Task directions> Swap "biggest circle" for "largest circle" wherever it occurs in the records below, and reproduce the records with everything else left as is.

Information provided>
○ ○ ○ ○

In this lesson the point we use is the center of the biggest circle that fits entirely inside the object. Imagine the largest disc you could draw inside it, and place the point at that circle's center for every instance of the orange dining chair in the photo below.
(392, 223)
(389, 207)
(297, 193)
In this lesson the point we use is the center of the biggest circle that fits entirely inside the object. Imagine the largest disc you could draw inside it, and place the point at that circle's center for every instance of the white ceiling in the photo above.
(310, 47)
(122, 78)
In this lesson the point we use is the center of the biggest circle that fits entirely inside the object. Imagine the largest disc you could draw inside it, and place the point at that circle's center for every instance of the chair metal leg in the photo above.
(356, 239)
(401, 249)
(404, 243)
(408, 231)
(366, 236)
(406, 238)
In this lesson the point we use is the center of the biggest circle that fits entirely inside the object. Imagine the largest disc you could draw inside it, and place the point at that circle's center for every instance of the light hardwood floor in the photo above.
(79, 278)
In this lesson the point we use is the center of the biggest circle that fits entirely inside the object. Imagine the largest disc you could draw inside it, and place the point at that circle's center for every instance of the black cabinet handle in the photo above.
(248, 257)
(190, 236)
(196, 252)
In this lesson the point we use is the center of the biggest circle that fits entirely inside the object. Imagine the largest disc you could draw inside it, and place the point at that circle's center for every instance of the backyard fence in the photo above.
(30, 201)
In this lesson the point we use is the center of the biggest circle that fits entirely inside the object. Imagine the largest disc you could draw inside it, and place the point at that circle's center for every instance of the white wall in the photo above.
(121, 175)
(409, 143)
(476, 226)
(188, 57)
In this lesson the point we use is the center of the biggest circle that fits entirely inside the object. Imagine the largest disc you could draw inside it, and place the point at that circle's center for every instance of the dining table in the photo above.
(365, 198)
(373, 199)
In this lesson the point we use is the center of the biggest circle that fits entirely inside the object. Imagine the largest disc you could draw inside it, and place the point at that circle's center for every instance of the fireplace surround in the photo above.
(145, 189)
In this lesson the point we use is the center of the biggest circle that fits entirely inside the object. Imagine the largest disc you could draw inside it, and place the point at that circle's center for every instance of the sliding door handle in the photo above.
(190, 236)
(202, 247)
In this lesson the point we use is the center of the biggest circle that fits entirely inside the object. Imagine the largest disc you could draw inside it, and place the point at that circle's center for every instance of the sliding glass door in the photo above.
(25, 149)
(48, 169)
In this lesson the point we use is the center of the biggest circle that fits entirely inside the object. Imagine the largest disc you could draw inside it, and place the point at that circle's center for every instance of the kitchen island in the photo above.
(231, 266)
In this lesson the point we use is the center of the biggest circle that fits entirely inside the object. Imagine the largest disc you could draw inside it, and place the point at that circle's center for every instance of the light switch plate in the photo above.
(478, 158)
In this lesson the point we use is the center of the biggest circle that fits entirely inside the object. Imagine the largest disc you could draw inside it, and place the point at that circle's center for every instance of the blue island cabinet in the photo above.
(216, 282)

○ ○ ○ ○

Output for this task>
In this lesson the point we use is the center of the largest circle that fits entirely inside the object. Imagine the largest disc you could draw inside it, and place the point at that circle's center for every instance of the orange dining chair in the photo below.
(392, 223)
(389, 207)
(297, 193)
In this lesson the point we use is the center of the largest circle that fits entirely inside the object. Imagine the largest disc you could draw inside it, and place the point at that circle's center for every instance of the white ceiling in the photo above.
(310, 47)
(122, 78)
In this lesson the point we use is the center of the largest circle that fits entirely inside the object. Imagine the largest disc you could draw inside it, and place the point at that circle's center for every instance of the chair metal leg in the photo above.
(356, 239)
(401, 249)
(404, 243)
(408, 231)
(366, 236)
(406, 238)
In this lesson the point we use is the center of the largest circle that fits entirely inside the object. Imagine the largest disc you could draw inside it, and place the point at that circle's center for every instance of the light hardwood floor in the photo above.
(79, 278)
In this lesson the point we use is the center of the largest circle that fits entirely inside the object. Imagine the largest disc you could draw inside it, and place the point at that circle's center for every instance of the black cabinet handle in the photo above.
(248, 257)
(190, 236)
(196, 252)
In this lesson the point we use is the center of the largest circle that fits entirely inside the object. Imagine the largest disc you could draw inside it, and place the point at that circle's center for every instance of the backyard fence in the photo above.
(30, 201)
In this lesson the point we use is the center of the largest circle that fits entirely inside the object. Imagine the largest disc you could draw inside it, and place the point at that circle's center for every instance of the white wall in the photo above.
(121, 175)
(409, 143)
(476, 226)
(188, 57)
In this lesson the point we use is the center of the largest circle that fits entirely inside the object. Imagine the largest disc you could draw inside it, and place the point at that circle's center for every instance of the dining table in the photo above.
(365, 198)
(373, 199)
In this lesson the point we use is the center of the largest circle that fits entirely inside the object. Imagine the largest disc you could draw inside it, and place the point at that circle's center for every instance of the fireplace surround in the photo above.
(145, 189)
In this lesson the point we use is the center of the largest circle that fits entirely inside the object. Imagine the largest disc you could draw inside it, and place the point at that circle's center for every instance of the sliding door handle in the photo above.
(190, 236)
(202, 247)
In this lesson the point we use is the center of the largest circle that fits entirely inside the object. Imagine the largest disc you could draw inside it, and place the point at that circle's center for every instance of the sliding glass door in the photo above.
(25, 149)
(48, 169)
In this lesson the point we use is the center of the largest circle that fits entirely inside the object. Imagine the largest disc you could draw inside it, and place the point at that circle's center for every instance of the kitchen island in the photo above.
(231, 266)
In this lesson the point we use is the center of the largest circle that fits entirely inside the object. Imagine the largest disc you could draw inside it, and place the point at that circle's center for every instance of the light switch plate in the photo above.
(478, 158)
In this lesson the point we use is the center of the largest circle that fits entirely inside the object. Imagine the largest disc you could draw inside it, and place the point at that circle's center for every instance of the blue island cabinet in the photo above.
(216, 282)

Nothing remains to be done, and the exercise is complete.